■ Data for the task
[Start of section]

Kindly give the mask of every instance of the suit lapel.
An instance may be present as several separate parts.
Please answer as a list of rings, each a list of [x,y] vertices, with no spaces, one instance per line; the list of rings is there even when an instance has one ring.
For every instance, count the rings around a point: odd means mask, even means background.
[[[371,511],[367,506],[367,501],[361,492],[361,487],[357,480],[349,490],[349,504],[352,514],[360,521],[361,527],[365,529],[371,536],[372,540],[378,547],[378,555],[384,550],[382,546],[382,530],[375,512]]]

[End of section]

■ What you have to do
Down to the last line, restate the records exactly.

■ Exercise answer
Kindly give the mask of every instance of the suit lapel.
An instance may be present as several separate parts.
Please answer as a list of rings, each a list of [x,y] vertices, with no spaces, one instance per line; the list of rings is there even when an instance has one ring.
For every instance, count the rings around a point: odd means mask, even means background.
[[[371,511],[367,506],[367,501],[361,492],[361,487],[357,480],[349,490],[349,504],[352,514],[360,521],[361,527],[365,529],[371,536],[372,540],[378,547],[378,555],[384,550],[382,546],[382,530],[375,512]]]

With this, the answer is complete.